The federal government has refused to allow a group of Norwegians to take a ship built for famed polar explorer Roald Amundsen out of the Arctic harbour where it sank more than 80 years ago.

An expert appointed by Canadian Heritage Minister James Moore has determined that the Maud is an object of outstanding significance and national importance and must remain in waters off the Nunavut hamlet of Cambridge Bay. The starboard of the vessel can still be seen from shore, and local residents hope to turn it into a tourist attraction.

But the Norwegians have similar designs. The community of Asker, just west of Oslo, bought the Maud in 1990 hoping to bring it to Norway to become the centrepiece of a new museum.

So Jan Wanggaard, the project manager for Maud Returns Home, was disappointed by the Canadian decision.

The Norwegians have appealed the decision, and are confident that the Canadian government will eventually rule in their favour, Mr. Wanggaard said. There have been communications problems and connecting with Canadian authorities has been an issue, he said.

In the meantime, the Arctic sea and ice is chewing away at what remains of the Maud, the Norwegian said.

"What is important now is to save the ship – rather than just observe it," he said. "Important time is now being lost. We will lose a ship – and we lose major evidence of our cultural history. This was the only ship Norwegian Polar explorer Roald Amundsen had built for himself and has an important position in the world polar history and of course for Norway."
——————————
## TASKS TO COMPLETE
A) In the article about the Maud, reproduce the passage starting at "But the Norwegians" and ending at "the Norwegian said.".
B) Answer these questions from the article about the Maud:
(i) In what year did the community of Asker buy the ship?
(ii) Who appointed the expert who judged the ship to be of national importance?
(iii) What position does Jan Wanggaard hold?
C) Extend the article about the Maud with what comes after its final sentence.

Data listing
——————————
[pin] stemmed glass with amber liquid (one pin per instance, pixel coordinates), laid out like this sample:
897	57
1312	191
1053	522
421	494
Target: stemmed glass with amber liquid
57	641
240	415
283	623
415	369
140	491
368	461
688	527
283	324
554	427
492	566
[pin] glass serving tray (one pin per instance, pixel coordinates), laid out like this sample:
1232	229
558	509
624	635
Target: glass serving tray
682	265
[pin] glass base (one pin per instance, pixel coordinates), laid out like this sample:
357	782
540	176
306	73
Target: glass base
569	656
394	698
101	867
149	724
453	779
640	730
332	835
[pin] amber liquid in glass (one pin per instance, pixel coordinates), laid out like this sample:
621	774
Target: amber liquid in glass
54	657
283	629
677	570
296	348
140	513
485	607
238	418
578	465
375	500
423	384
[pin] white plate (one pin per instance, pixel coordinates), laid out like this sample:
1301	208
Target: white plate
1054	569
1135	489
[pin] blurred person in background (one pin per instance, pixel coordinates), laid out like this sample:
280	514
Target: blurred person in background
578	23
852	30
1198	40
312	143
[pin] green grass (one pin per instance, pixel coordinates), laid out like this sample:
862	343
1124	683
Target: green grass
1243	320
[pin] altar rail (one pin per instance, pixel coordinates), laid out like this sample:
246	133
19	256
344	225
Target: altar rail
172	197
——————————
## ANSWERS FOR THE TASKS
A)
But the Norwegians have similar designs. The community of Asker, just west of Oslo, bought the Maud in 1990 hoping to bring it to Norway to become the centrepiece of a new museum.

So Jan Wanggaard, the project manager for Maud Returns Home, was disappointed by the Canadian decision.

The Norwegians have appealed the decision, and are confident that the Canadian government will eventually rule in their favour, Mr. Wanggaard said. There have been communications problems and connecting with Canadian authorities has been an issue, he said.

In the meantime, the Arctic sea and ice is chewing away at what remains of the Maud, the Norwegian said.

B)
(i) 1990
(ii) Canadian Heritage Minister James Moore
(iii) Project manager for Maud Returns Home

C)
A spokesman for the Canadian Heritage department said a board will review the recommendation of the expert examiner and could direct that a permit be issued to the Norwegians without further delay.

However, if the board agrees with the expert that the Maud is a nationally important object, it could delay the export of the ship for up to six months to allow time for a Canadian group or institution to buy it, possibly with financial assistance from the federal government. If no offers to purchase are forthcoming, the Norwegians can have the vessel.

Mr. Wanggaard and his colleague Dag Leslie Hansen spent part of this past summer assessing the ship in Cambridge Bay. They had hoped to return next summer with a tug boat and a submersible barge to take the Maud back to Norway.

But many residents of Cambridge Bay say they don't want to lose it. Mayor Syd Glawson has suggested that the Norwegians build a replica of the Maud that could travel between Norway and his community giving people a chance to experience what it was like to sail on the Maud as well as to see the original wreckage.

The Norwegians have not expressed much interest in that idea.